Task to carry out:
Copy all of the records below line for line without changing a character, and omit the pictures from your copy.
───── Records to process ─────
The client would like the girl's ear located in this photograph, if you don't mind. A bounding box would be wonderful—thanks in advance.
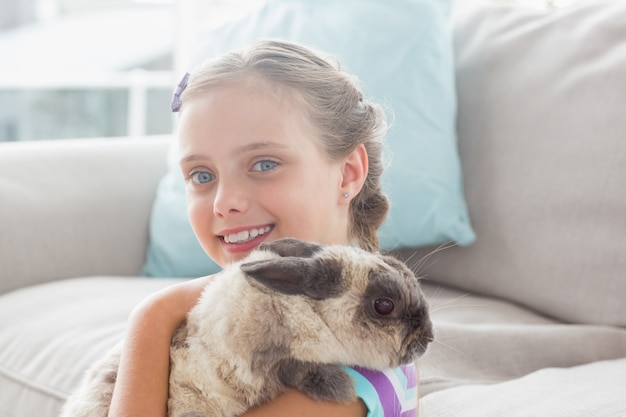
[339,144,369,204]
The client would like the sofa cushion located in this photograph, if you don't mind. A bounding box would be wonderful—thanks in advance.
[416,1,626,326]
[0,137,170,294]
[420,359,626,417]
[0,277,178,417]
[144,0,474,276]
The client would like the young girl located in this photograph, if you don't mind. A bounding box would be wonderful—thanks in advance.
[109,41,417,417]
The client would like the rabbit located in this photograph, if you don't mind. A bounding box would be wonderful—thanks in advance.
[62,239,433,417]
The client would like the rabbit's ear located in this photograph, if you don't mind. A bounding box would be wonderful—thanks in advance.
[259,238,322,258]
[240,257,343,300]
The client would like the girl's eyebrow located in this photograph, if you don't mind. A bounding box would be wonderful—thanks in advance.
[236,141,288,154]
[180,141,289,164]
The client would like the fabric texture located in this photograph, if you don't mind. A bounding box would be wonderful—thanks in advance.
[408,1,626,326]
[0,137,170,293]
[421,359,626,417]
[144,0,474,276]
[346,364,417,417]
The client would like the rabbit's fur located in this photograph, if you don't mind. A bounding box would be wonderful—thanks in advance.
[62,239,433,417]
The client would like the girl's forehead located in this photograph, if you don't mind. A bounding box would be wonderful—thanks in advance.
[180,82,325,154]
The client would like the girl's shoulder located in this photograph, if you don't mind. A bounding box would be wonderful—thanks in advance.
─────
Response:
The client would like the girl's ear located in this photograph, if you don't mind. A bounding box would be wonderful—thanks in advance.
[339,144,369,204]
The client would like the sofa cushion located in this photograph, if you don't mind. A bounding box would be wonderful—thanks in advance.
[416,1,626,326]
[0,137,170,294]
[420,359,626,417]
[0,277,178,417]
[144,0,474,276]
The client would like the young girl located in this photograph, if you don't mind. A bounding box would be wonderful—thanks in advance.
[109,41,417,417]
The client would like the rabbit located in this photograph, if you don't mind. A bounding box would be wonderful—thanks in advance.
[62,239,433,417]
The client would like the rabbit's ear located in this photograph, if you don't mind. A bounding box would be wonderful—thanks in advance.
[259,238,322,258]
[240,257,343,300]
The client would like the girl's eyebrow located in this photograph, if you don't mind. A bounding box would be wonderful—thanks in advance.
[236,141,288,154]
[180,141,289,164]
The client would like the fabric texture located in this photograph, if you don't mind. A bounding box would be wonderful—thanks in advance.
[408,1,626,326]
[0,137,170,293]
[421,359,626,417]
[144,0,474,276]
[346,364,417,417]
The client would like the rabbit's fur located in this photograph, if you don't mind. A bounding box would be wonderful—thanks in advance.
[62,239,433,417]
The client would like the girl's forehead located in this photograph, if you don't mind. A bounding box would be wonderful—thanks in advance.
[180,82,325,154]
The client would like the girl's shoulder located in this photograph, if you don't mind. A bounding box would be wonderful—thanks in advance.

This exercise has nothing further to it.